• _PROVIDED DATA_:
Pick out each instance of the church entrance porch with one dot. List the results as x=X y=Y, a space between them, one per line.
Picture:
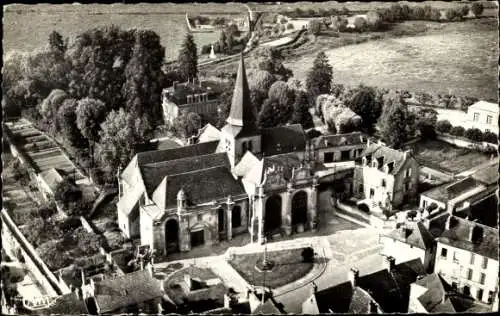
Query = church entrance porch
x=197 y=238
x=172 y=236
x=272 y=217
x=299 y=211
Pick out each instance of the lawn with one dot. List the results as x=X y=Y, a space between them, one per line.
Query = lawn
x=446 y=157
x=457 y=58
x=288 y=267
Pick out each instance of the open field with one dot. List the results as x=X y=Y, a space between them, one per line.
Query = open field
x=443 y=156
x=460 y=58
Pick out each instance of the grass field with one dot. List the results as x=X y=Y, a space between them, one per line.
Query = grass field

• _PROBLEM DETAILS_: Could you repeat the whole listing, switching "Pick out" to "Locate" everywhere it occurs and keeping everything else the same? Leave the pictures out.

• _SOLUTION TO THE PROBLEM_:
Locate each instance of the church entrance porch with one dot. List the results as x=X y=Y, a space between them, one per line.
Picture:
Query = church entrance porch
x=197 y=238
x=172 y=236
x=272 y=217
x=299 y=211
Locate each instance of the lawn with one dot. List the results as x=X y=Y, a space between them, one per line.
Query = lawn
x=446 y=157
x=457 y=58
x=288 y=267
Locate each instance of the open field with one dot. List the results as x=X y=Y, a space between them, one per line.
Query = open field
x=443 y=156
x=460 y=58
Locate each instance of the grass field with one dot. List the results as x=X y=Y, a space between them, one per line.
Query = grass field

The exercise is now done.